**PROBLEM TO SOLVE**
Determine how many lines in these records hold "locate". Only the number is wanted.

────────

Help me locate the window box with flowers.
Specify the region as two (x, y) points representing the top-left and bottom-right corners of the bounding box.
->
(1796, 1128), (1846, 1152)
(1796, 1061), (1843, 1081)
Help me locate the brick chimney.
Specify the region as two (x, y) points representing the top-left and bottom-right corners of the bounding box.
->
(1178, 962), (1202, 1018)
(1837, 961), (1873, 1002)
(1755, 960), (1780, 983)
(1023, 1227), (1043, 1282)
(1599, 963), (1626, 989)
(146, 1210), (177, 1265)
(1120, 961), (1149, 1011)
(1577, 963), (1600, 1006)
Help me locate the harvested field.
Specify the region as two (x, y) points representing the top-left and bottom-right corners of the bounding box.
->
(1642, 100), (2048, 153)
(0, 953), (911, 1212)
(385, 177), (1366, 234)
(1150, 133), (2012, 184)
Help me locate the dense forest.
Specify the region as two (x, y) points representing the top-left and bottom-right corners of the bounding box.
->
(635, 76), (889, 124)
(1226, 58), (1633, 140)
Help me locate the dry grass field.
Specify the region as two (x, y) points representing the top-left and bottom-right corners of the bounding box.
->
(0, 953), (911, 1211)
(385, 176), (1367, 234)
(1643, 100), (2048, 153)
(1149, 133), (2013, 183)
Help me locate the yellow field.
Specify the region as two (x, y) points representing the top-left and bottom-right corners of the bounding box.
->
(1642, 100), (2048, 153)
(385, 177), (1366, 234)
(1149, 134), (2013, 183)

────────

**ANSWER BELOW**
6